Last Updated on June 17, 2022 by Ria Pathak
Concepts Used
Sorting
Difficulty Level
Medium
Problem Statement (Simplified):
Print the Strings according to their priority and category. If string belongs to hometown, it will have a priority higher than other towns irrespective of their priority value. String belonging to the same category is printed according to its priority value. More the priority value more will be their priority. Priority values are distinct.
Test Case
Input:
1
3
News1 1 1
News2 2 0
News3 4 1
Output:
News3
News1
News2
Explanation:
News3 and News1 are originated in the hometown so they will be printed first and News3 is more popular than News1 and then News2 will be printed.See original problem statement here
Solving Approach :
1) As we know, if D is 1, i.e. new belongs to hometown they’ll have the highest priority.
2) So we’ll print news from hometown first then news from other towns.
3) News will be printed, in their priority order, news with priority value more will be printed first.
4) As we know all priority values are distinct, so we can save the index of news strings associated with priority value in a separate Index Array.
5) We learn programming languages online and create two separate two arrays to save priority values from hometown news and other towns.
6) When we read news from every line, we save the priority value in its respective array, depending on the value provided in D, where if D is 1, the news is from home town, else news is from another town.

SUPPLIED INFORMATION

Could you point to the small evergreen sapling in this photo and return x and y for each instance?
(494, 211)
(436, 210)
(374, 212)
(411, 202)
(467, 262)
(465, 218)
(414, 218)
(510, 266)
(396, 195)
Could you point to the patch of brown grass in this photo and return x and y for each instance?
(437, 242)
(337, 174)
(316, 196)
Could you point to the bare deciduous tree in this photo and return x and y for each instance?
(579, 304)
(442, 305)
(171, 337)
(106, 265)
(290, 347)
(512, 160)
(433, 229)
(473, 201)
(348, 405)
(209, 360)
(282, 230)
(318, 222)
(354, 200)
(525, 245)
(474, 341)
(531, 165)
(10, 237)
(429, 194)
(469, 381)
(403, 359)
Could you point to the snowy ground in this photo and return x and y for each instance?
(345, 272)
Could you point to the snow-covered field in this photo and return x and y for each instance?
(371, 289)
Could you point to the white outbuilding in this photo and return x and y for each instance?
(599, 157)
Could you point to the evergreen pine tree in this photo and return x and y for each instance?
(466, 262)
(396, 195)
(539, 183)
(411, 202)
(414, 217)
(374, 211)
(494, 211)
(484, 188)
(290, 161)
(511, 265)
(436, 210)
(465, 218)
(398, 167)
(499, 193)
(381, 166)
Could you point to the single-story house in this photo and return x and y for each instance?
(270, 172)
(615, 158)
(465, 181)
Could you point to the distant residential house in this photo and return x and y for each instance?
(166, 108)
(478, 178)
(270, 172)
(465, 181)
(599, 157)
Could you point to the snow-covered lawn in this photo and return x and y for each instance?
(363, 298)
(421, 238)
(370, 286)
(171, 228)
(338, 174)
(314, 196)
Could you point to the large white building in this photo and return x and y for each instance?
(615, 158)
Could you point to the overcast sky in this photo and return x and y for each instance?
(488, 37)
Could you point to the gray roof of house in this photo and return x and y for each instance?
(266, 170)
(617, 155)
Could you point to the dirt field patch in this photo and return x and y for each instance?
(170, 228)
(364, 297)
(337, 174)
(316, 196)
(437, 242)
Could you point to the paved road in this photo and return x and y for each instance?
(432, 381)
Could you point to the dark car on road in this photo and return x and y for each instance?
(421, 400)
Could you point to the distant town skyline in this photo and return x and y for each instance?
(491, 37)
* * *
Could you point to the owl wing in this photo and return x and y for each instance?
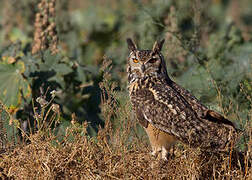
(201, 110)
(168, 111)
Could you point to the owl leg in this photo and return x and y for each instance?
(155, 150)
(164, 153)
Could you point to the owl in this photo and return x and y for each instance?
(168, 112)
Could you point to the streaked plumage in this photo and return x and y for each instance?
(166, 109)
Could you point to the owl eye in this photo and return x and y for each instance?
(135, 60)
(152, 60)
--
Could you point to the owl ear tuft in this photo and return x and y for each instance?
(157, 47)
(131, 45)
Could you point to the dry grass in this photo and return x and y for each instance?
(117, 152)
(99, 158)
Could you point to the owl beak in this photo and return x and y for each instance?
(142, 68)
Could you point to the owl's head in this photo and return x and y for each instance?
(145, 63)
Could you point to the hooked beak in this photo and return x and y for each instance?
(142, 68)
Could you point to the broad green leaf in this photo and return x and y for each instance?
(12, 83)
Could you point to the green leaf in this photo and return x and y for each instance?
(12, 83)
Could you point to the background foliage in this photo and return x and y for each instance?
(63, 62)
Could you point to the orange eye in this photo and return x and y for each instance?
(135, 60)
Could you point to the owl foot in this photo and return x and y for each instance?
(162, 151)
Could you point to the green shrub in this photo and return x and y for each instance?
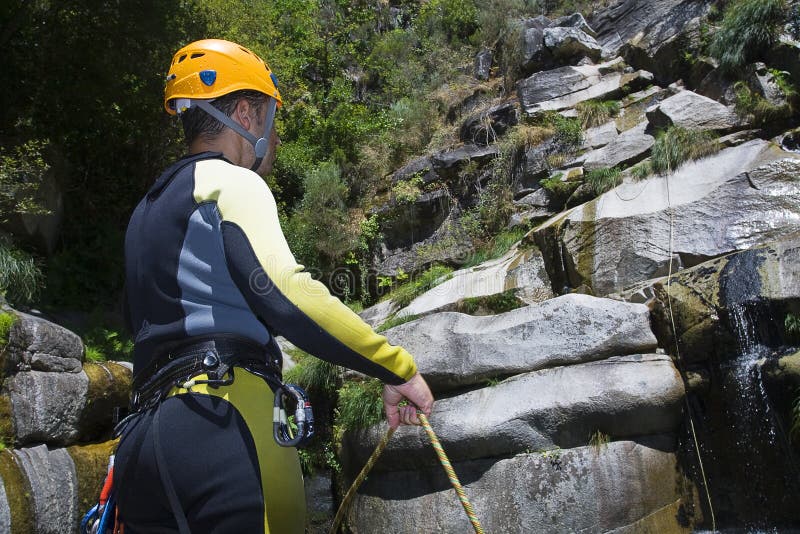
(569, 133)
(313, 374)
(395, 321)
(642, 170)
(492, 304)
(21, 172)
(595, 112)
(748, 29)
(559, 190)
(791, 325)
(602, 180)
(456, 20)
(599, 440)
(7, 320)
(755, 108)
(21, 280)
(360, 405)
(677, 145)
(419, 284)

WHAT YOU WILL DO
1. From the test case input of the news-sorting problem, list each news string together with the two numbers that follow it on its line.
2. Show every line of the records that contains the word "beak", treating uppercase and lowercase as different.

TASK-BY-TASK OUTPUTS
1.
News1 1 1
News2 2 0
News3 4 1

2.
Could you point to the owl beak in this photo and return x and y for each instance?
Could you point to the hooked beak in this photo and return x and y for each instance?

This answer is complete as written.